**Textauszug**

Zeit der Handlung: Frankreich zur Zeit des Hundertjährigen Krieges

Prolog

1. Szene
Domrémy, 1429 (Hundertjähriger Krieg): Die Situation der Armagnacs – hier mit Frankreich gleichgesetzt – scheint aussichtslos: Orléans, der Stammsitz der Dynastie, wird von den Engländern belagert und steht kurz vor dem Fall. Das versammelte Volk von Domrémy und königliche Beamte verfluchen die Engländer (Qual v’ha speme – Maledetti cui spinge rea voglia). Der König tritt auf und verkündet dem Volk seinen Rücktritt. Er begründet dies mit einem Traum, in dem er aufgefordert wird, Helm und Schwert an einer genau beschriebenen Stelle – mitten im Wald bei einer Eiche, nahe einem Marienbildnis – niederzulegen, damit Frankreich gerettet werde. Nachdem er erfahren hat, dass es in der unmittelbaren Nähe des Dorfes einen solchen Ort gibt (Dipinta imago e simile loco fra noi qui v’è), will er sofort aufbrechen, wird aber vom Volk aufgehalten, da an jenem Ort das Böse herrsche (Allor che i flebili – nell’orribile foresta). Carlo lässt sich aber dadurch nicht zurückhalten und geht in den Wald.

2. Szene
Im Wald bei Domrémy; eine Kapelle neben einer Eiche.
Giacomo allein: er befürchtet, dass Giovanna in Sturmnächten oft unter dieser Eiche schläft und daher mit dem Bösen im Bunde ist. Nun will er die Wahrheit herausfinden und versteckt sich.

**Datensätze zur Übung**
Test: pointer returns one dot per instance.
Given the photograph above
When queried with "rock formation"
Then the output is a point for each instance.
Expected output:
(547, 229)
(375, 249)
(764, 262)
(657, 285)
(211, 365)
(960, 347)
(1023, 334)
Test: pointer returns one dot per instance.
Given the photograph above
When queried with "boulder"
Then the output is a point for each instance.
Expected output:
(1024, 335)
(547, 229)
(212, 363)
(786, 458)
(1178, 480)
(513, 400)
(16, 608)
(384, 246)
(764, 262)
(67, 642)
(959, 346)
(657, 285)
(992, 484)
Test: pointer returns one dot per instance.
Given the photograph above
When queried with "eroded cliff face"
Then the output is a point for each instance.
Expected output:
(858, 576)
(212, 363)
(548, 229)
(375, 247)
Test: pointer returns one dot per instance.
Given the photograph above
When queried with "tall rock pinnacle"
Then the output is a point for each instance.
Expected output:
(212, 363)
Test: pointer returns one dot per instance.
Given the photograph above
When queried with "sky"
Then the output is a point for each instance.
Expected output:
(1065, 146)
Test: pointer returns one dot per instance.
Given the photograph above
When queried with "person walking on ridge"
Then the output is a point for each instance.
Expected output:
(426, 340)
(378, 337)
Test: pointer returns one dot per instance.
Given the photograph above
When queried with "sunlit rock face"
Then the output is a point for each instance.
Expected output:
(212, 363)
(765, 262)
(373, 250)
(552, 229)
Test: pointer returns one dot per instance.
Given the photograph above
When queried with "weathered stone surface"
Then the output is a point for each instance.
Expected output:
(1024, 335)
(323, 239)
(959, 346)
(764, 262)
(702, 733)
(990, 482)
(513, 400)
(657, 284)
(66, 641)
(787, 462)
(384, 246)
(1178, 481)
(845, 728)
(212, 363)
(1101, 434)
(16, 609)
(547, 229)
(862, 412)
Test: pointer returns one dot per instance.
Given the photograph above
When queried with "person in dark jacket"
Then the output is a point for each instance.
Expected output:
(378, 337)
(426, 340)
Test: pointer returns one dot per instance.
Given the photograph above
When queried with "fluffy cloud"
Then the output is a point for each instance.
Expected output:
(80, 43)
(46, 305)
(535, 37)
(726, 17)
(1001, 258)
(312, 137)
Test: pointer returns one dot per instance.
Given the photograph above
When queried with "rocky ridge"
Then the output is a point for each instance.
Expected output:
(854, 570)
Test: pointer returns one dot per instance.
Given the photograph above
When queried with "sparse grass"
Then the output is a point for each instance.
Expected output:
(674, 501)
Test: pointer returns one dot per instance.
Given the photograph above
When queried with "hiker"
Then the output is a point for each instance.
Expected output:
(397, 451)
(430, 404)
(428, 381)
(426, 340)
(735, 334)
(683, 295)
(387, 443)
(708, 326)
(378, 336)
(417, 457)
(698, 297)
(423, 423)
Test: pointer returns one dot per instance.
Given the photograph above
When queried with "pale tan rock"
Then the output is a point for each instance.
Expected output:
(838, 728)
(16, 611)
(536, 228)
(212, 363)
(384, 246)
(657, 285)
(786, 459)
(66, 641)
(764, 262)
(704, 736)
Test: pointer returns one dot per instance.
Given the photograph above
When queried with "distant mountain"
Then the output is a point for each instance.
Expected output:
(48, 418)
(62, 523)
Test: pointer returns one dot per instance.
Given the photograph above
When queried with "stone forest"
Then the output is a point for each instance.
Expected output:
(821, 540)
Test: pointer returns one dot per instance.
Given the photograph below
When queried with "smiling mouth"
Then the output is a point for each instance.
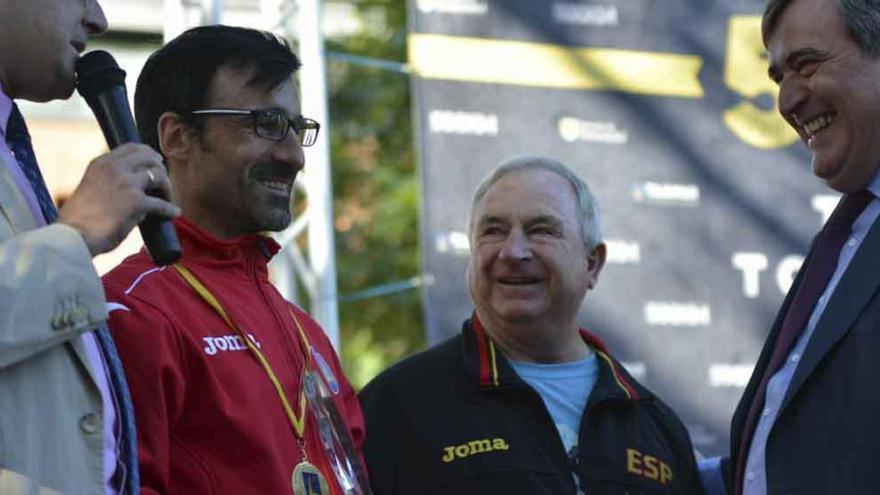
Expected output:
(519, 281)
(820, 123)
(279, 186)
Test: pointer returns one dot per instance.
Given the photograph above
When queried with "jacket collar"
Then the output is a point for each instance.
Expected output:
(487, 366)
(201, 248)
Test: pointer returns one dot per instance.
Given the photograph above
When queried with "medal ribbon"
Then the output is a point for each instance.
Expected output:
(298, 421)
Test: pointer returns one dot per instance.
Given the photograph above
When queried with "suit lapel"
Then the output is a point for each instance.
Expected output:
(742, 409)
(858, 285)
(14, 208)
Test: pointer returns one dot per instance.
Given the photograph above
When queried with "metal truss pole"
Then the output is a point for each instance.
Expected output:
(318, 274)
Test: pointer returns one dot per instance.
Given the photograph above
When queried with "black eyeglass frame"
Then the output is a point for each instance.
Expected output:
(298, 124)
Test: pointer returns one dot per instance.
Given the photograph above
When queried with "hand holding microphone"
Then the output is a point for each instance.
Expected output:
(127, 186)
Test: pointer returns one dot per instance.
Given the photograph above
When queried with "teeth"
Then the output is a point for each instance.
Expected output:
(274, 184)
(814, 126)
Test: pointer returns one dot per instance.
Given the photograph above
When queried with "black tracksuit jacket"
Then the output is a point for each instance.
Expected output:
(457, 419)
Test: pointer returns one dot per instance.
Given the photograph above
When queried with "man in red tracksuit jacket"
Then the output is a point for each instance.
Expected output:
(217, 360)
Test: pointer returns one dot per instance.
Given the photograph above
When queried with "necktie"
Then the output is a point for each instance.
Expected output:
(19, 141)
(817, 270)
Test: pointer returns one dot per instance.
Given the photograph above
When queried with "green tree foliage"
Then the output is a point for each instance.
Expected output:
(376, 193)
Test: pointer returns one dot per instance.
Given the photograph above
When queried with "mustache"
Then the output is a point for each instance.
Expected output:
(272, 171)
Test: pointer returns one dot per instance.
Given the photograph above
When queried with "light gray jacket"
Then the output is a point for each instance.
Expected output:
(51, 421)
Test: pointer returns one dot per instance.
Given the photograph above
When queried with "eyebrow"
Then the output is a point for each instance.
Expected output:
(547, 219)
(775, 73)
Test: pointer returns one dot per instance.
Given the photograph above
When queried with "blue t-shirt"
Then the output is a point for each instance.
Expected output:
(565, 388)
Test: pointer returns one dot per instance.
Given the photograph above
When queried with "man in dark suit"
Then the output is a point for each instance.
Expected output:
(65, 421)
(808, 422)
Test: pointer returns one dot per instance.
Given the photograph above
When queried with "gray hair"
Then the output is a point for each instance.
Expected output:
(588, 210)
(862, 18)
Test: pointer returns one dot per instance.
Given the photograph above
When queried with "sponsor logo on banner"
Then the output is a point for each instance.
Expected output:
(622, 252)
(677, 314)
(572, 130)
(586, 14)
(752, 264)
(725, 375)
(326, 372)
(464, 123)
(466, 7)
(666, 193)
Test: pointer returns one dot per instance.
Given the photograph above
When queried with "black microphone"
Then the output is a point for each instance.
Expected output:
(101, 83)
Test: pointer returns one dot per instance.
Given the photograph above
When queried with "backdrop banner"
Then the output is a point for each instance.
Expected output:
(707, 200)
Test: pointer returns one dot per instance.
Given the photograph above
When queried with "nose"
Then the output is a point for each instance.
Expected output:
(517, 247)
(792, 95)
(289, 152)
(94, 20)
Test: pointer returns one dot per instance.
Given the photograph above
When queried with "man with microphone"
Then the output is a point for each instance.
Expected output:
(236, 390)
(65, 416)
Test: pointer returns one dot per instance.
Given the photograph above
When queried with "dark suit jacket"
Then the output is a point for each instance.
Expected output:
(826, 438)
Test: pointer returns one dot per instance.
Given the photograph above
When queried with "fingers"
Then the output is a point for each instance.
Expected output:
(143, 166)
(117, 191)
(160, 207)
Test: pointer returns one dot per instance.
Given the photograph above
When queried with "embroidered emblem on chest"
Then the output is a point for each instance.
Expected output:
(648, 466)
(473, 447)
(226, 343)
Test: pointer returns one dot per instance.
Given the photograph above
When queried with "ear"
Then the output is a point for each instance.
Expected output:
(595, 262)
(176, 137)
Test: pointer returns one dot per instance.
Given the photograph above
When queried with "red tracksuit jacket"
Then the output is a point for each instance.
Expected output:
(209, 420)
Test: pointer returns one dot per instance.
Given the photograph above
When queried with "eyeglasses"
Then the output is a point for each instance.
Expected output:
(272, 124)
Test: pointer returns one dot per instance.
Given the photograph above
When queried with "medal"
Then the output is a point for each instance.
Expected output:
(308, 480)
(344, 463)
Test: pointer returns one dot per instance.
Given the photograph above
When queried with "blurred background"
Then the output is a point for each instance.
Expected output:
(664, 107)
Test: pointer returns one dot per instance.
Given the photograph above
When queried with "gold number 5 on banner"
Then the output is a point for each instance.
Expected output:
(745, 71)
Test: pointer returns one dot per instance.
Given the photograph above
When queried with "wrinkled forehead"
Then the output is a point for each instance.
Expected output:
(525, 195)
(233, 86)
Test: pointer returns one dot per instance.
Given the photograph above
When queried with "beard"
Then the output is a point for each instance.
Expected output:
(267, 208)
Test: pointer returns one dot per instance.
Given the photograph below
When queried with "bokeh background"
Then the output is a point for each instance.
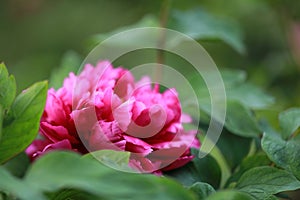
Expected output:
(35, 35)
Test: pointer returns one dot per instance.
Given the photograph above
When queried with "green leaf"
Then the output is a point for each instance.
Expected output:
(198, 170)
(250, 96)
(261, 182)
(248, 163)
(1, 120)
(233, 147)
(230, 195)
(202, 190)
(240, 120)
(115, 159)
(18, 165)
(289, 121)
(17, 187)
(21, 126)
(201, 25)
(285, 154)
(7, 88)
(60, 170)
(70, 63)
(72, 195)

**Aufgaben**
• a. Schreibe den Abschnitt aus der Handlungsbeschreibung wortgetreu ab, beginnend bei "Giacomo allein: er" und endend bei "und versteckt sich.".
• b. Halte die Zeilen der Datensätze unverändert fest, beginnend mit ihrer ersten Zeile und endend mit der Zeile, die "(1023, 334)" enthält, und zwar nur diese.

**Antworten nach Aufgaben**
• a.
Giacomo allein: er befürchtet, dass Giovanna in Sturmnächten oft unter dieser Eiche schläft und daher mit dem Bösen im Bunde ist. Nun will er die Wahrheit herausfinden und versteckt sich.

• b.
Test: pointer returns one dot per instance.
Given the photograph above
When queried with "rock formation"
Then the output is a point for each instance.
Expected output:
(547, 229)
(375, 249)
(764, 262)
(657, 285)
(211, 365)
(960, 347)
(1023, 334)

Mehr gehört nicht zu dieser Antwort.